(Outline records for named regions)
┌──
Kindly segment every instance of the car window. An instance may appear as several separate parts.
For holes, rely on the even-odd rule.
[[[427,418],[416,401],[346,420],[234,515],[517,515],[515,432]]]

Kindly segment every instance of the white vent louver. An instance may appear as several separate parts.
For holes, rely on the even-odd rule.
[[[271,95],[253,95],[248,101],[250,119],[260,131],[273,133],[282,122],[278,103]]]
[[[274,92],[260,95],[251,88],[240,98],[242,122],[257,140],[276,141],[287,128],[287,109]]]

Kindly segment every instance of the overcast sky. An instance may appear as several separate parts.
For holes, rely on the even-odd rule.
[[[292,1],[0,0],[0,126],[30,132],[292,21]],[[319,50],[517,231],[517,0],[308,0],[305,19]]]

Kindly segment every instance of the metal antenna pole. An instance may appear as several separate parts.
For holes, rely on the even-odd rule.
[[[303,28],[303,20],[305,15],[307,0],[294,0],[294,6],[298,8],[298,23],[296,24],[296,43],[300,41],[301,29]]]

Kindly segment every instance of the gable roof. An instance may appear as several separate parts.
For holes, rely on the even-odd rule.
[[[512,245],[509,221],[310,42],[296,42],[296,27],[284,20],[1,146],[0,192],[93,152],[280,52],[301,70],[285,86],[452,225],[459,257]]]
└──
- [EXERCISE DIRECTIONS]: Copy out the records starting at the line that contains "Kindly segment every instance of the metal" and ending at the final line of the records, with no changes.

- [RESPONSE TO THE TASK]:
Kindly segment every instance of the metal antenna pole. An instance may appear as several separate parts.
For holes, rely on the even-odd rule.
[[[303,28],[303,20],[305,15],[307,0],[294,0],[294,6],[298,8],[298,23],[296,24],[296,43],[300,41],[301,29]]]

Kindly segment every instance of the gable roof. An instance may appear as several separate parts.
For holes, rely on the even-odd rule.
[[[512,245],[509,221],[310,42],[296,42],[296,27],[284,20],[1,146],[0,192],[93,152],[280,52],[301,70],[285,86],[452,225],[459,257]]]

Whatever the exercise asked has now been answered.